● **Tâche demandée 1**:
Indiquez si chacune des affirmations (a), (b) et (c) concorde avec l’extrait ci-dessous ; répondez par oui ou non et citez mot pour mot le passage décisif de l’extrait.
(a) Dans leur pays d’origine, les films ont dépassé Le Seigneur des anneaux au box-office.
(b) La bataille d’ouverture se termine par la victoire des forces du bien.
(c) Anton rend visite à la sorcière Daria en 2004.

● **Extrait**:
══════
Il est rare que des œuvres russes parviennent jusqu’à nos frontières, encore plus dans nos cinémas. Si le diptyque des Sentinelles fait exception, c’est peut-être parce que, dans son pays d’origine, les films ont pulvérisé Le Seigneur des anneaux au box-office. Peut-être aussi parce qu’ils sont l’adaptation très libre d’une vaste série de romans à succès de l’auteur Sergueï Loukianenko.
En France, les avis sont mitigés. Il faut dire que, pour les spectateurs et spectatrices non avertis, habitués au cinéma hollywoodien, les films ont quelque chose de déroutant. Leur mise en scène, certains choix de cadrage, de couleurs… Tout dans ces productions russes tranche avec ce à quoi nous sommes habitués. Pourtant, il y a aussi quelque chose de sincère, d’organique, dans la réalisation de Timur Bekmambetov, tout comme dans cette histoire de mages cachés au cœur de Moscou et de destin implacable.

Les Autres
Night Watch s’ouvre sur une bataille entre les forces du bien et du mal qui a lieu mille ans avant notre ère et qui se conclut par un pacte. Puisqu’aucune des deux armées ne peut prendre le dessus sur l’autre, une trêve est conclue : plus aucun Autre, ces humains détenteurs de pouvoirs magiques, ne pourrait être poussé vers un camp ou l’autre, mais devrait l’avoir librement choisi. Ceux de la Lumière seraient chargés de surveiller ceux de l’Ombre et inversement, afin de s’assurer que personne n’enfreigne les règles. Ainsi naquirent le Contrôle de la Nuit et celui du Jour, et leurs agents, les Sentinelles. Bien que depuis la signature du traité, chaque camp reporte diligemment toute violation de la part de l’autre, les vieux chefs continuent de comploter pour grossir leurs rangs, utilisant l’humanité et les Autres comme leurs pions. Mais il est dit qu’un jour apparaîtra celui destiné à devenir le Grand Autre. S’il choisit le camp de la Lumière, alors la Lumière l’emportera. Mais ceux à qui la vérité a été révélée disent qu’il choisira l’Ombre, car il est plus facile de céder aux Ténèbres que de dispenser la Lumière autour de soi…
En 1992, à Moscou, Anton Gorodetsky rend visite à une sorcière nommée Daria et lui demande de jeter un sort capable de faire revenir sa femme, au prix de l’enfant qu’elle porte. Alors que le sort est sur le point d’être exécuté, deux mystérieux personnages font irruption et maîtrisent Daria, l’empêchant ainsi de terminer sa macabre entreprise. Lorsqu’ils remarquent qu’Anton est capable de les voir, les deux intrus, des Sentinelles du Contrôle de la Nuit, comprennent qu’il est lui aussi un Autre, comme eux. Douze ans plus tard, Anton s’est lui aussi enrôlé dans les Sentinelles au service de la Lumière. Alors qu’il patrouille dans Moscou, il est confronté à des événements étranges, des présages qui, selon Geser, le chef des forces du Jour, sont liés à la prophétie annonçant l’arrivée du Grand Autre. Les investigations d’Anton le mènent à une infirmière, Svetlana, que le malheur semble suivre partout, et à un jeune garçon nommé Yegor.
══════
● **Données à traiter**:
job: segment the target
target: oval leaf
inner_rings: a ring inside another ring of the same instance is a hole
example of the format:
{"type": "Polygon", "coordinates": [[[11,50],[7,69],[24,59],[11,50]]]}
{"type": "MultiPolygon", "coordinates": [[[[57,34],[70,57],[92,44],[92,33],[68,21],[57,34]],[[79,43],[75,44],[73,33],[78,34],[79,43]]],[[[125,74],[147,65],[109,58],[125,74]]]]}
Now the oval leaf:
══════
● **Tâche demandée 2**:
Reproduisez les lignes de tous les enregistrements en substituant « maple leaf » à « oval leaf », sans rien modifier d’autre.

● **Solution rédigée 1**:
(a) Oui : « dans son pays d’origine, les films ont pulvérisé Le Seigneur des anneaux au box-office ».
(b) Non : « Puisqu’aucune des deux armées ne peut prendre le dessus sur l’autre, une trêve est conclue ».
(c) Non : « En 1992, à Moscou, Anton Gorodetsky rend visite à une sorcière nommée Daria ».

● **Solution rédigée 2**:
job: segment the target
target: maple leaf
inner_rings: a ring inside another ring of the same instance is a hole
example of the format:
{"type": "Polygon", "coordinates": [[[11,50],[7,69],[24,59],[11,50]]]}
{"type": "MultiPolygon", "coordinates": [[[[57,34],[70,57],[92,44],[92,33],[68,21],[57,34]],[[79,43],[75,44],[73,33],[78,34],[79,43]]],[[[125,74],[147,65],[109,58],[125,74]]]]}
Now the maple leaf:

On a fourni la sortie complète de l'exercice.